Assignment: Across the entries that follow, count the lines with the string "below" and reply with that count alone.

^^^^

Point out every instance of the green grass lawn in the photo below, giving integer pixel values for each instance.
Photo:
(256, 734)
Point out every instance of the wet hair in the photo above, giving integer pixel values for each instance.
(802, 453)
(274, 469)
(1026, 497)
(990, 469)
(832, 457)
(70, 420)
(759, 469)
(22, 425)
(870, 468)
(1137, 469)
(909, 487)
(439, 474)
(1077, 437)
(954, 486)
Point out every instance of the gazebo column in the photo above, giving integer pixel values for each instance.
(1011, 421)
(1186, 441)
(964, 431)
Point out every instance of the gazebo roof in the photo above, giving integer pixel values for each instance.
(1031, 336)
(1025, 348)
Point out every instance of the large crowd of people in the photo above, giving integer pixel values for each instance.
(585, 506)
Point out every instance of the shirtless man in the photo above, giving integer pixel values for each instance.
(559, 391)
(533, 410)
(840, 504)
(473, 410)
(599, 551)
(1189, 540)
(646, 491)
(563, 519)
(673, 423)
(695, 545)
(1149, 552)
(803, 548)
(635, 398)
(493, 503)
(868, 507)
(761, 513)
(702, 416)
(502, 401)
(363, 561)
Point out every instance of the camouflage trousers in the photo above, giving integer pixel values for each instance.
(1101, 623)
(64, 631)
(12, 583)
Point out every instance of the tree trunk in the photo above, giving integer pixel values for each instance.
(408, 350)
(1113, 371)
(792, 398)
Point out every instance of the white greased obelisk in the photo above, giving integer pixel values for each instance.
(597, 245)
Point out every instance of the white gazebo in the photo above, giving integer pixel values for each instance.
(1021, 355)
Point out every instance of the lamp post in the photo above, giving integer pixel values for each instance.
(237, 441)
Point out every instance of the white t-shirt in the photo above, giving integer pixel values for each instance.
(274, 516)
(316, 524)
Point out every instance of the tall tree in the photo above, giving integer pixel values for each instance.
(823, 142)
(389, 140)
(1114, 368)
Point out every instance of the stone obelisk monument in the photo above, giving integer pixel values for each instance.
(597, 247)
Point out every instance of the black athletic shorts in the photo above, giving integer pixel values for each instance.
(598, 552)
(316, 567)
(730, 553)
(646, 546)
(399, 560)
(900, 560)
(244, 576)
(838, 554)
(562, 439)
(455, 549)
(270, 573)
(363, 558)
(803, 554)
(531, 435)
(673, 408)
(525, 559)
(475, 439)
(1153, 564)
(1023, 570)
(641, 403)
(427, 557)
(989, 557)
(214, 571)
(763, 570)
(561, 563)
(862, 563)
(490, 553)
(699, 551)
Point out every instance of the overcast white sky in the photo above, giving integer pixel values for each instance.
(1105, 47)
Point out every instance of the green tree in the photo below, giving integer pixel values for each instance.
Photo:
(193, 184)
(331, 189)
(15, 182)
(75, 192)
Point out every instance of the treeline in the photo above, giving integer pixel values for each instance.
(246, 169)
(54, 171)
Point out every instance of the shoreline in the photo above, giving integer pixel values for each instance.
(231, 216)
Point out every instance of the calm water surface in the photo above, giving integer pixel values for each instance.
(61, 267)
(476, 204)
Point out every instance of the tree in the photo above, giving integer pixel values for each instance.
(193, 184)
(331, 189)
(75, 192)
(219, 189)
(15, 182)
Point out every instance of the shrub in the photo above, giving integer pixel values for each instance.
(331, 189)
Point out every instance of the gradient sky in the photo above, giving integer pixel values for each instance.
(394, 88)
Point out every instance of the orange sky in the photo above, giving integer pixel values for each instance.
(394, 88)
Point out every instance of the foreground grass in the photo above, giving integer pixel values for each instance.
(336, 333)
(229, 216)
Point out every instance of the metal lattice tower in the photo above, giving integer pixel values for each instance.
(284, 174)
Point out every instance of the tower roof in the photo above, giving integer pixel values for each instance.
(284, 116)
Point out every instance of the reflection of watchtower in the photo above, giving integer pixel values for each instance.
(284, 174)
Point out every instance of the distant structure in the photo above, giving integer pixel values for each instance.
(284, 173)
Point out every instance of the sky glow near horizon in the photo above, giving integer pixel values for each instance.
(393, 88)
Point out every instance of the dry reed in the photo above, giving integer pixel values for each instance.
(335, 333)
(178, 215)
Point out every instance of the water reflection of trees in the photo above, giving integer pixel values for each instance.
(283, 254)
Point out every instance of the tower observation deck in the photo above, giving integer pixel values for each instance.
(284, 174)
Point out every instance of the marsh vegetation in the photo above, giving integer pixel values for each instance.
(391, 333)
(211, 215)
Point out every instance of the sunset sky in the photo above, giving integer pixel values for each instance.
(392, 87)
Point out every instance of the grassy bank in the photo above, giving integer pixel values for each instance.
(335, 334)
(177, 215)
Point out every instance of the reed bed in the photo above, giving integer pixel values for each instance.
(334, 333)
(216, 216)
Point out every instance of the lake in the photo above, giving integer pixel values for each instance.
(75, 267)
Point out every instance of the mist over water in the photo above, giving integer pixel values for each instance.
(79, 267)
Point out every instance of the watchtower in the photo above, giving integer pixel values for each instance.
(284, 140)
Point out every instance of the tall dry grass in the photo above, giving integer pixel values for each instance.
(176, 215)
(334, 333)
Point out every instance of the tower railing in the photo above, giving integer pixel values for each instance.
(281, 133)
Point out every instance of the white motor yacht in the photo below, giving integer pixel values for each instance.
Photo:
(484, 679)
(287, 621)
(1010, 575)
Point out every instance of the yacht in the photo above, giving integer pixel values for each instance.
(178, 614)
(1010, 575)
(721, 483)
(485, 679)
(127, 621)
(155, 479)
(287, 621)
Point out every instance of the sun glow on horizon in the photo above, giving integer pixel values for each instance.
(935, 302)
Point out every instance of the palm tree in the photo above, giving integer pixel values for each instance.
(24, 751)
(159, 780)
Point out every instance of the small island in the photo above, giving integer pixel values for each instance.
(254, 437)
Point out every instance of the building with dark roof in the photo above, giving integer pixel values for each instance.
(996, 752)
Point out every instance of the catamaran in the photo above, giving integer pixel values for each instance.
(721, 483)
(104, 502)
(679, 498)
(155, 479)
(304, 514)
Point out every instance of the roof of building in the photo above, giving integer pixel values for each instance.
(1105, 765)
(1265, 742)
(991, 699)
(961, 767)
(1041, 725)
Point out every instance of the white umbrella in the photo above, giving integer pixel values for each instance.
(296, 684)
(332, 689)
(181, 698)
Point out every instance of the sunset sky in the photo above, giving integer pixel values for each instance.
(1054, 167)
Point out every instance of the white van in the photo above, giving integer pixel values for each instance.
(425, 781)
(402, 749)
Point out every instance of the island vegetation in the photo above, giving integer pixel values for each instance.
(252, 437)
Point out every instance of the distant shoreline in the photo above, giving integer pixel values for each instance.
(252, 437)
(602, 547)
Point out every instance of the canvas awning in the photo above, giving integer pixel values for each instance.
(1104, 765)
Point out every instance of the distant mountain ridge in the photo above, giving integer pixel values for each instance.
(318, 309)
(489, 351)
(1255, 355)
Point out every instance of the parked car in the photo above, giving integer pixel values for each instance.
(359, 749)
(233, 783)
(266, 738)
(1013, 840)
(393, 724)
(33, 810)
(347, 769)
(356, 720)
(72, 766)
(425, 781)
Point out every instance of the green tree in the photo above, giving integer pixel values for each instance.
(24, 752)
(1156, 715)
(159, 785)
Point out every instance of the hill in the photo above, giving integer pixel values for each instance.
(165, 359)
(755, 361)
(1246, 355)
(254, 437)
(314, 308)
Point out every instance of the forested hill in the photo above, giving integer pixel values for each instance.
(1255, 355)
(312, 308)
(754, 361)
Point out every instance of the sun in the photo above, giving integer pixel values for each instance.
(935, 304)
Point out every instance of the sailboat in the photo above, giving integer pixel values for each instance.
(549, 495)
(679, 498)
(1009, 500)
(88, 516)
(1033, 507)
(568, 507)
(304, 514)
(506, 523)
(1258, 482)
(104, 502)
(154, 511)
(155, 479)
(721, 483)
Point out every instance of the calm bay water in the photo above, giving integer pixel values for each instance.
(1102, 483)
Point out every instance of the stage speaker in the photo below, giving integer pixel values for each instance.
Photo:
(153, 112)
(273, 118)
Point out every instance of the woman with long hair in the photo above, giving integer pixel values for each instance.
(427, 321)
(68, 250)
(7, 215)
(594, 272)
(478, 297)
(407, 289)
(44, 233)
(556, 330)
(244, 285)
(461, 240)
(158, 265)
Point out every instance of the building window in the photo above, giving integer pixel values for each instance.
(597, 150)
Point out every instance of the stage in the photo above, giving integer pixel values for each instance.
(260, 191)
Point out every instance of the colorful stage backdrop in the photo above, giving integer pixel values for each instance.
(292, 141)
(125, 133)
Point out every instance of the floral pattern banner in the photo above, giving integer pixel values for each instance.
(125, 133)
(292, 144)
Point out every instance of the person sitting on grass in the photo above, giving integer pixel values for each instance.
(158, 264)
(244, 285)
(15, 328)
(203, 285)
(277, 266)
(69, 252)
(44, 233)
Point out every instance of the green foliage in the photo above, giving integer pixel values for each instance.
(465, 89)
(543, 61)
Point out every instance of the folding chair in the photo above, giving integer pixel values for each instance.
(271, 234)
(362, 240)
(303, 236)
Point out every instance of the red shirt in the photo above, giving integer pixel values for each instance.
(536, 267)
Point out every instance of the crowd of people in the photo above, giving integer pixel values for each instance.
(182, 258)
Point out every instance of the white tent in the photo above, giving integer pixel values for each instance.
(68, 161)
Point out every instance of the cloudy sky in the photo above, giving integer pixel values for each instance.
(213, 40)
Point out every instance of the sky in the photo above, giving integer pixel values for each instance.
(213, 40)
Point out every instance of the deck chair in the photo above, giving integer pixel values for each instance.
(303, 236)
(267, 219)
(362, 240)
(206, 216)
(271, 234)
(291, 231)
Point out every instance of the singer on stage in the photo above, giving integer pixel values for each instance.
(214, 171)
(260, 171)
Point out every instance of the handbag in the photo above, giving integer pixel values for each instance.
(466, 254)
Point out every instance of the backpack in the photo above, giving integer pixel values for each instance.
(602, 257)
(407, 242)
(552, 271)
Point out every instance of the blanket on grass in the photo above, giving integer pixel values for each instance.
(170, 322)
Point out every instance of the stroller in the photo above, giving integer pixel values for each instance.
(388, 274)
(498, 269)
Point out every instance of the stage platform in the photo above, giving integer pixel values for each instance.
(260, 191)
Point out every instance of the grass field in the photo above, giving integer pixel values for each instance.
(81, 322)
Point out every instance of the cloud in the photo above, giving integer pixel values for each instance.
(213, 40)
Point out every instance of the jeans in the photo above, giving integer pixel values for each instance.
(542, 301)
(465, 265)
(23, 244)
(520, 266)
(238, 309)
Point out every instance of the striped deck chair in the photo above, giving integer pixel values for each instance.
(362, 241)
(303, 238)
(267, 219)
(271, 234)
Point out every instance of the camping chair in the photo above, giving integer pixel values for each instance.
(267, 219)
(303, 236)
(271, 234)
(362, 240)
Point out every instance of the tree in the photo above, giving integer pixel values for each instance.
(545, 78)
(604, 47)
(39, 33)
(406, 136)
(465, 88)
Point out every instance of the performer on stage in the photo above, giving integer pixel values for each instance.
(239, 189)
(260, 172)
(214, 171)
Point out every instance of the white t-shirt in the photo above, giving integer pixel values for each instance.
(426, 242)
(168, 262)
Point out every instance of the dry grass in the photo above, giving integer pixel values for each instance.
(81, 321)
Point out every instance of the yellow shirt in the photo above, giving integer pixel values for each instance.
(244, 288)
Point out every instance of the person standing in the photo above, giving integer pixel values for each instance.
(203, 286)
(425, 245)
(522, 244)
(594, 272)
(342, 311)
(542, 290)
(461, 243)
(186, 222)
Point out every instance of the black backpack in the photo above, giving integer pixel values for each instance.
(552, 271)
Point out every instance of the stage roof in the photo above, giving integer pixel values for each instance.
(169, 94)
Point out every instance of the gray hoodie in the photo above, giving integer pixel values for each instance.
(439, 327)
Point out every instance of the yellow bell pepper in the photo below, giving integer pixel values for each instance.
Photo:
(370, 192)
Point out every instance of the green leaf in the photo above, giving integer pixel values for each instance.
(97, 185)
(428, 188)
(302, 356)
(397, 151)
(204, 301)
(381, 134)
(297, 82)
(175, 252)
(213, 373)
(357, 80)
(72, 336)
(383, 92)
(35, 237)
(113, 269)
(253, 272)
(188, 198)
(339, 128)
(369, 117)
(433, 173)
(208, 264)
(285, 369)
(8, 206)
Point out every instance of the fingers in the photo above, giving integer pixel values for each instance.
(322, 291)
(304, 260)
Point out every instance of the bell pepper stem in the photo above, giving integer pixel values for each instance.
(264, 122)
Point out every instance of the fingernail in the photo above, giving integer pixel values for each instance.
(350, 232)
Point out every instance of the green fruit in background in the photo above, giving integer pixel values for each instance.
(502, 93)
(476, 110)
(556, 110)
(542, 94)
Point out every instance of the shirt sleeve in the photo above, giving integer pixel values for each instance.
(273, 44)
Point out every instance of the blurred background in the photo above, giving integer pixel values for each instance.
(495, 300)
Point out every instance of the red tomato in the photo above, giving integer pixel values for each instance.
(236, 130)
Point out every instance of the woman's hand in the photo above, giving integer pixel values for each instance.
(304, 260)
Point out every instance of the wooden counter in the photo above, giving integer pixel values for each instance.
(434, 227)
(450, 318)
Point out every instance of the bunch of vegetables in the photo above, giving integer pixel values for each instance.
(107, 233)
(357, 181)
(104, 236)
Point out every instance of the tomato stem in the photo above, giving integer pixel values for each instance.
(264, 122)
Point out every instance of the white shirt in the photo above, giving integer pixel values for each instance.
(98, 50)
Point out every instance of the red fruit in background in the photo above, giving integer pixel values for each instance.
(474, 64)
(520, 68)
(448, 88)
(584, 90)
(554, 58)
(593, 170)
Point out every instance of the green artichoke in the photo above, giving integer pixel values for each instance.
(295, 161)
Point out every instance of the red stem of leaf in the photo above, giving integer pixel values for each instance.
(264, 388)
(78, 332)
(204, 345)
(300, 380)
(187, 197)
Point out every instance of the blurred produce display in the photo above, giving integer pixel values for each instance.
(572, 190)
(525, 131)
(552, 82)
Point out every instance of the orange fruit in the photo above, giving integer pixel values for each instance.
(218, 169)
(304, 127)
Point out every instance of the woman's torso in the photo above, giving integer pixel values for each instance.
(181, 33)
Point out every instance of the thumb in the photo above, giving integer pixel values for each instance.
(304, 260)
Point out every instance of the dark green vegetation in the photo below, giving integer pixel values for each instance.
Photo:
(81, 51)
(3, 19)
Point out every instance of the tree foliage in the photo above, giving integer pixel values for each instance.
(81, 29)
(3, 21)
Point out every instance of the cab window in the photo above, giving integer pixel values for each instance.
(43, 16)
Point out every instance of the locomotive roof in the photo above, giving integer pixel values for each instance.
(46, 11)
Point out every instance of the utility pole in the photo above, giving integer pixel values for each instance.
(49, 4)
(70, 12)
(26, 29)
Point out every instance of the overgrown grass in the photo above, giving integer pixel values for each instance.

^^^^

Written answer: 6